▶ **WHAT NEEDS TO BE DONE**
The task calls for every line of the data to be repeated exactly.

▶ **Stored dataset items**
◇ ◇ ◇ ◇ ◇ ◇ ◇

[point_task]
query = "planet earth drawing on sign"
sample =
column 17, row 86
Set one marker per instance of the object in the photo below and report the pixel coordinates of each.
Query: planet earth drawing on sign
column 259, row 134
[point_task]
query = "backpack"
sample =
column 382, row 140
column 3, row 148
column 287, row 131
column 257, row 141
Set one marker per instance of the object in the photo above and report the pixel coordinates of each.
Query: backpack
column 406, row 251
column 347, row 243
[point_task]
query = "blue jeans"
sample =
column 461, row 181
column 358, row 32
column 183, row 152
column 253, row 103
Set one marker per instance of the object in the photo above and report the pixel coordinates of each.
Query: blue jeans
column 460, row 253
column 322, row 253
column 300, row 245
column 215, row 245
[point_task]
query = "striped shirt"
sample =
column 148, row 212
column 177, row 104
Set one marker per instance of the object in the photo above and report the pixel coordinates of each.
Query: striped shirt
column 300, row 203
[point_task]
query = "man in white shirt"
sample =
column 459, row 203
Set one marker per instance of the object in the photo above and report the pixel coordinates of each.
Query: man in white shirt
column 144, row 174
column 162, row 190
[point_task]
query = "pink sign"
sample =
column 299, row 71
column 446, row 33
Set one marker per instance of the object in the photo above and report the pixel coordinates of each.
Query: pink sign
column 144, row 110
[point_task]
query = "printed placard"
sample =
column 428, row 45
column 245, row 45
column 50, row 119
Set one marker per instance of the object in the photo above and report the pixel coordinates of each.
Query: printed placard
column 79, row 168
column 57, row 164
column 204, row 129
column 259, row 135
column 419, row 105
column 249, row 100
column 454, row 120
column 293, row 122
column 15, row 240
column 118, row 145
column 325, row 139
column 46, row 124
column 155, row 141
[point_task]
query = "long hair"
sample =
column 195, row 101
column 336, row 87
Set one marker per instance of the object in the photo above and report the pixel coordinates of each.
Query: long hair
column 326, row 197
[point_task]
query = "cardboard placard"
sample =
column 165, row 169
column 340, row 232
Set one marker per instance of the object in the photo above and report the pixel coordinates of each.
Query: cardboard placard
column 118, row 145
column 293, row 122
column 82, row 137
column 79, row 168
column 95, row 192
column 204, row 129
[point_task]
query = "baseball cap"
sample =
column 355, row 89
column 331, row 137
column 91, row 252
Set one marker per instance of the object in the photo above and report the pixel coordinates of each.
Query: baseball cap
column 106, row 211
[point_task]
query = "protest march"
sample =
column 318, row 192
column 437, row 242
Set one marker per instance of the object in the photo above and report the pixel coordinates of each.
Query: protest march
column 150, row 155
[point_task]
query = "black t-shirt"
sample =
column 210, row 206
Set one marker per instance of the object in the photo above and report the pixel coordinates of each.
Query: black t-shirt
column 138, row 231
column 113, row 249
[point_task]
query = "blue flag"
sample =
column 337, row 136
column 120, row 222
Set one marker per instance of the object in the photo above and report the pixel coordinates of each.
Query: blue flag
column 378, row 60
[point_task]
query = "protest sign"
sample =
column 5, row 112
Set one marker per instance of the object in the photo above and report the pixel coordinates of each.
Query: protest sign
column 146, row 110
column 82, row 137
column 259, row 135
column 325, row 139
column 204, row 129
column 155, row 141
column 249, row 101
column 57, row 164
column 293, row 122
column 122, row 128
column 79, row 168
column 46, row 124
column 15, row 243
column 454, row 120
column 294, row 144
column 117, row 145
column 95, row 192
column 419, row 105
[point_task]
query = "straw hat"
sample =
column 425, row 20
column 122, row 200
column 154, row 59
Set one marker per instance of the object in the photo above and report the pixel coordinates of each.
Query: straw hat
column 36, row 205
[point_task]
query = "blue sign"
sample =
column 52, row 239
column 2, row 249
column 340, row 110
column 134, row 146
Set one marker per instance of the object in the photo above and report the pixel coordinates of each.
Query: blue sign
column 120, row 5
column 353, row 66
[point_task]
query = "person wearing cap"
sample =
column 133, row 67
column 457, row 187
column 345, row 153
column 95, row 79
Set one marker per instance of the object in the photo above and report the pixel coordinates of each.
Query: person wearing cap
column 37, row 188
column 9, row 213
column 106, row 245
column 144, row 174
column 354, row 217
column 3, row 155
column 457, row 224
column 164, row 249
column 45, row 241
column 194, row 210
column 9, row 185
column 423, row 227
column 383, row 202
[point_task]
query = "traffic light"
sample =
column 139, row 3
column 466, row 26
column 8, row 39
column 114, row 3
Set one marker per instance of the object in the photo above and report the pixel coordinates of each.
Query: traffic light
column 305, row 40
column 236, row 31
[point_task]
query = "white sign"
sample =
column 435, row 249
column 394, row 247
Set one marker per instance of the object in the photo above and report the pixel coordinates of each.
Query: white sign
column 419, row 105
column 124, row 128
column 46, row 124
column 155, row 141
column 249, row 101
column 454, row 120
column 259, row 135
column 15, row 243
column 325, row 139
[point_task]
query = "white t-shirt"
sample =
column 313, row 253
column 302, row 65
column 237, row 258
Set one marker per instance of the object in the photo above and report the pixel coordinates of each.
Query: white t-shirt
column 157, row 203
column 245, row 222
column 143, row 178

◇ ◇ ◇ ◇ ◇ ◇ ◇

▶ **TASK ANSWER**
[point_task]
query = "planet earth drawing on sign"
sample =
column 17, row 86
Set one marker per instance of the object in the photo below and report the pixel coordinates of each.
Query: planet earth drawing on sign
column 259, row 134
[point_task]
query = "backpack"
sample =
column 382, row 140
column 3, row 148
column 287, row 131
column 257, row 141
Set one marker per instance of the object in the photo above and report the pixel coordinates of each.
Query: backpack
column 406, row 251
column 347, row 243
[point_task]
query = "blue jeans"
sample =
column 461, row 181
column 358, row 32
column 183, row 152
column 253, row 103
Set one marker per instance of the object in the photo above and report the pixel coordinates of each.
Query: blue jeans
column 460, row 253
column 322, row 253
column 300, row 245
column 215, row 245
[point_task]
query = "striped shirt"
sample =
column 148, row 212
column 177, row 104
Set one marker per instance of the object in the photo above and report the pixel coordinates of each.
Query: striped shirt
column 300, row 203
[point_task]
query = "man in white shirt"
sample =
column 459, row 203
Set one marker per instance of the object in the photo above and report the pixel coordinates of each.
Query: man in white shirt
column 144, row 174
column 162, row 190
[point_task]
query = "pink sign"
sample =
column 299, row 71
column 446, row 33
Set one marker per instance of the object in the photo above and report the pixel coordinates of each.
Query: pink sign
column 144, row 110
[point_task]
query = "printed placard"
sample =
column 428, row 45
column 245, row 45
column 50, row 119
Set one marker per instance of the object in the photo above and report the pixel coordinates of each.
Query: printed placard
column 79, row 168
column 57, row 164
column 204, row 129
column 259, row 135
column 419, row 105
column 249, row 100
column 454, row 120
column 293, row 122
column 15, row 240
column 118, row 145
column 325, row 139
column 46, row 124
column 155, row 141
[point_task]
query = "long hair"
sample =
column 195, row 101
column 336, row 87
Set one marker per instance of the object in the photo above and report the pixel coordinates of each.
Query: long hair
column 326, row 197
[point_task]
query = "cardboard placard"
sample =
column 165, row 169
column 340, row 232
Set one marker per instance of the object in the photo above and report the pixel coordinates of each.
Query: cardboard placard
column 118, row 145
column 293, row 122
column 82, row 137
column 79, row 168
column 95, row 192
column 204, row 129
[point_task]
query = "baseball cap"
sample =
column 355, row 89
column 331, row 137
column 91, row 252
Set one marker per instance of the object in the photo above and report the pixel coordinates of each.
Query: baseball cap
column 106, row 211
[point_task]
query = "protest march"
sample =
column 318, row 192
column 437, row 242
Set one marker per instance of the object in the photo above and report the pixel coordinates of each.
Query: protest march
column 150, row 155
[point_task]
query = "black t-shirt"
sample =
column 210, row 206
Set one marker per instance of the object in the photo above and report the pixel coordinates of each.
Query: black t-shirt
column 138, row 231
column 113, row 249
[point_task]
query = "blue flag"
sample =
column 337, row 136
column 120, row 222
Set one marker per instance of the object in the photo above and report the pixel coordinates of each.
Query: blue flag
column 378, row 60
[point_task]
query = "protest sign"
sample =
column 5, row 112
Set one marker per instance of the object in the photo above and report the pixel coordinates of each.
Query: protest sign
column 146, row 110
column 82, row 137
column 259, row 135
column 325, row 139
column 204, row 129
column 155, row 141
column 249, row 101
column 57, row 164
column 293, row 122
column 122, row 128
column 79, row 168
column 46, row 124
column 15, row 243
column 454, row 120
column 294, row 144
column 117, row 145
column 95, row 192
column 419, row 105
[point_task]
query = "straw hat"
sample =
column 425, row 20
column 122, row 200
column 154, row 59
Set one marker per instance of the object in the photo above and report the pixel coordinates of each.
Query: straw hat
column 36, row 205
[point_task]
query = "blue sign"
sample =
column 52, row 239
column 2, row 249
column 340, row 110
column 134, row 146
Set one marker per instance of the object in the photo above and report the pixel coordinates of each.
Query: blue sign
column 120, row 5
column 353, row 66
[point_task]
query = "person wearing cap"
sample =
column 133, row 67
column 457, row 187
column 345, row 153
column 95, row 79
Set one marker per instance of the object in the photo above and report the pixel coordinates of each.
Query: person wearing cap
column 37, row 188
column 9, row 213
column 106, row 245
column 144, row 174
column 354, row 217
column 3, row 155
column 457, row 224
column 164, row 249
column 45, row 241
column 194, row 210
column 9, row 185
column 423, row 227
column 383, row 202
[point_task]
query = "traffic light"
sample =
column 139, row 3
column 466, row 26
column 8, row 39
column 114, row 3
Set one marker per instance of the object in the photo above and report the pixel coordinates of each.
Query: traffic light
column 305, row 40
column 236, row 31
[point_task]
query = "white sign"
sample =
column 435, row 249
column 394, row 247
Set one marker per instance of the object in the photo above and report the pixel coordinates of each.
Query: white sign
column 419, row 105
column 124, row 128
column 46, row 124
column 155, row 141
column 249, row 101
column 454, row 120
column 259, row 135
column 15, row 243
column 325, row 139
[point_task]
query = "white t-shirt"
sample =
column 313, row 253
column 302, row 65
column 237, row 258
Set one marker per instance of the object in the photo above and report the pixel coordinates of each.
Query: white t-shirt
column 157, row 203
column 245, row 222
column 143, row 178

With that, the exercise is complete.